> _WORK REQUEST_:
Set down everything from "Ordinary human cells" down to "are used clinically." in the piece on hiPSC mutations, copying the wording unchanged.

> _PAGE EXCERPT_:

*** Begin section ***

Scientists find reprogramming-associated mutations in hiPSCs

Ordinary human cells reprogrammed as induced pluripotent stem cells (hiPSCs) may ultimately revolutionize personalized medicine by creating new and diverse therapies unique to individual patients. But important and unanswered questions have persisted about the safety of these cells, in particular whether their genetic material is altered during the reprogramming process.

A new study - published in the March 3 issue of the journal Nature and led by scientists at the University of California, San Diego in collaboration with other leading stem cell research groups - finds that the genetic material of reprogrammed cells may in fact be compromised, and suggests that extensive genetic screening of hiPSCs become standard practice before these stem cells are used clinically.

*** End section ***

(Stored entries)
*** Begin section ***

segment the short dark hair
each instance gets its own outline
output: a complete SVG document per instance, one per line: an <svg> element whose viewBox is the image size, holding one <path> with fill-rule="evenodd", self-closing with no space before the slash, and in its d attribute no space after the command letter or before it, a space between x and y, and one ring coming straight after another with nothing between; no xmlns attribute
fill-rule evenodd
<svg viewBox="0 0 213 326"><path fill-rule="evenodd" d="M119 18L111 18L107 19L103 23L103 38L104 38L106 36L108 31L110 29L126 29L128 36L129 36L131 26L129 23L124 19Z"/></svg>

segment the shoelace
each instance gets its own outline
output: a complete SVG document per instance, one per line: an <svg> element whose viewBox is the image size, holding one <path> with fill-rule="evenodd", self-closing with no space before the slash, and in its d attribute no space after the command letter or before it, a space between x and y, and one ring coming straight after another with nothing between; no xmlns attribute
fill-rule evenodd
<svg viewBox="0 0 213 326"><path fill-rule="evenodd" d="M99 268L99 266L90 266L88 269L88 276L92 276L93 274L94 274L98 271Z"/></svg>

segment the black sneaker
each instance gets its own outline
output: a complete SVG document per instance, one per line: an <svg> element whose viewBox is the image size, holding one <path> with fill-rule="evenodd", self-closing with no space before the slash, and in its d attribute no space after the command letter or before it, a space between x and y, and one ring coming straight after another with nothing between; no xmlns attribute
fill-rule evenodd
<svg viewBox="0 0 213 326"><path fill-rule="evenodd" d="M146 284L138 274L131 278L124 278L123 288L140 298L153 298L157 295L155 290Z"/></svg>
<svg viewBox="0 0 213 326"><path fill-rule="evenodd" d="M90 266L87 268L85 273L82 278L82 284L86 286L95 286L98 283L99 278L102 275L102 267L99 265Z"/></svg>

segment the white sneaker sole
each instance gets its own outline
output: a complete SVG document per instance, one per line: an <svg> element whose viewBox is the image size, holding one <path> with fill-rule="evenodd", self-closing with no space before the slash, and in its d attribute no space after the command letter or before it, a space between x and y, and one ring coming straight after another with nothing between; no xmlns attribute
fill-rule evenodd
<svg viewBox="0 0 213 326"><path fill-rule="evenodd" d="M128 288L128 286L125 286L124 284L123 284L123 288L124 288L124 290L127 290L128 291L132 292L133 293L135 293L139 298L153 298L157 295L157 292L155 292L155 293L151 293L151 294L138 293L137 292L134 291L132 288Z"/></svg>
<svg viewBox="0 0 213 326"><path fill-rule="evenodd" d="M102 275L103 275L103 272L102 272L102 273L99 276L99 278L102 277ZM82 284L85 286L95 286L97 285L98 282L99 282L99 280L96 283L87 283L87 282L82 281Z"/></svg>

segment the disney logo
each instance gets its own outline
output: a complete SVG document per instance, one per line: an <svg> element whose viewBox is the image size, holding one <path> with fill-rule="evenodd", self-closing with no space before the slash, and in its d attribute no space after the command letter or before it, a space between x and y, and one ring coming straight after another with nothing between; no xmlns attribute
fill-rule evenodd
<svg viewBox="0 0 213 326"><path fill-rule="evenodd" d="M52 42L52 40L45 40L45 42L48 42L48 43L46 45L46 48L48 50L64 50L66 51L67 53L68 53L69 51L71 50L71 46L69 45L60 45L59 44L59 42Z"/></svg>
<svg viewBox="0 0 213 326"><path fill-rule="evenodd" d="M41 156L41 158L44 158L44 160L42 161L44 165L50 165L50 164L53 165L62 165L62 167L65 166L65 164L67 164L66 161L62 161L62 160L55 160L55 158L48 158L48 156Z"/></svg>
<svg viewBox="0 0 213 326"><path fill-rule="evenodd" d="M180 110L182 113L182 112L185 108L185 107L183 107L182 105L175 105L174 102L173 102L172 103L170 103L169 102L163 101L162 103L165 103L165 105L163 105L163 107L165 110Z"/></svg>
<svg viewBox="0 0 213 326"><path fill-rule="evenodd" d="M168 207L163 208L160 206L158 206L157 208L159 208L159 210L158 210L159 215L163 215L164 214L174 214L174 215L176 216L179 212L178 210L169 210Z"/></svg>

*** End section ***
*** Begin section ***

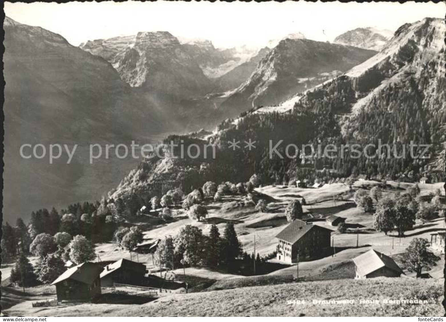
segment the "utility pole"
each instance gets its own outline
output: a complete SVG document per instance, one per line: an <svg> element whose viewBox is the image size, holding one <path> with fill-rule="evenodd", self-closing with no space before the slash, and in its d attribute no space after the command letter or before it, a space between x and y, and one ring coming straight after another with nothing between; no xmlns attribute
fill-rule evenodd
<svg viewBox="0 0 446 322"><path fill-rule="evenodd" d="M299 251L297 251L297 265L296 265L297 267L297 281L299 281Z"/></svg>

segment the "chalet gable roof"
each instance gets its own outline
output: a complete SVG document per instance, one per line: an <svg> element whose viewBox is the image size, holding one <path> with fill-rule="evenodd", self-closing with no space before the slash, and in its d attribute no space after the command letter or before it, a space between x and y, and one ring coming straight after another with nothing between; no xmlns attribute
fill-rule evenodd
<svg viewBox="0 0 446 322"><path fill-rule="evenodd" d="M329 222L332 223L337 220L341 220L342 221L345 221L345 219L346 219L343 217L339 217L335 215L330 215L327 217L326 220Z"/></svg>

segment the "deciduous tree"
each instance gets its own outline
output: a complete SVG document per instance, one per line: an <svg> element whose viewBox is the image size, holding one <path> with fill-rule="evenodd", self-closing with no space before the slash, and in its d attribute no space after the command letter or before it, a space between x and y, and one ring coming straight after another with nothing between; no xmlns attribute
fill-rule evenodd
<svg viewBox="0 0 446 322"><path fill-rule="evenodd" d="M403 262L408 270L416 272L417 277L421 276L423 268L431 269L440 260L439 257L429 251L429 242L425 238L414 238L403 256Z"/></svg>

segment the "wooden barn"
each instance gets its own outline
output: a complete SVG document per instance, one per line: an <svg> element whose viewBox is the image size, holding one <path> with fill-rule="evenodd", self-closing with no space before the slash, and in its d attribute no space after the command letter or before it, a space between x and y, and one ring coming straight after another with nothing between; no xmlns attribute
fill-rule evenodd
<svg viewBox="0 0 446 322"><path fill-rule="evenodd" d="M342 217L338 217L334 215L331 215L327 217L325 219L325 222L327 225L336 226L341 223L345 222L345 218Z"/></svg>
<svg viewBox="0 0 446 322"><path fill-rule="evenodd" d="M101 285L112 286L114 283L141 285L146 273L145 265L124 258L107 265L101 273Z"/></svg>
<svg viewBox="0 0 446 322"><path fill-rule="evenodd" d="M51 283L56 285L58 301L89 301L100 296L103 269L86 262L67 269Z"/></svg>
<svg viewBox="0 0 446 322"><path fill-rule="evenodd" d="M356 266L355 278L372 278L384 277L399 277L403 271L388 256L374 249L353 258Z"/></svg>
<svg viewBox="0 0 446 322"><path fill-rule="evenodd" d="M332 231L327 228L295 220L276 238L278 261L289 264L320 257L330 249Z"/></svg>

*** End section ***

> _WRITTEN REPLY_:
Ordinary human cells reprogrammed as induced pluripotent stem cells (hiPSCs) may ultimately revolutionize personalized medicine by creating new and diverse therapies unique to individual patients. But important and unanswered questions have persisted about the safety of these cells, in particular whether their genetic material is altered during the reprogramming process.

A new study - published in the March 3 issue of the journal Nature and led by scientists at the University of California, San Diego in collaboration with other leading stem cell research groups - finds that the genetic material of reprogrammed cells may in fact be compromised, and suggests that extensive genetic screening of hiPSCs become standard practice before these stem cells are used clinically.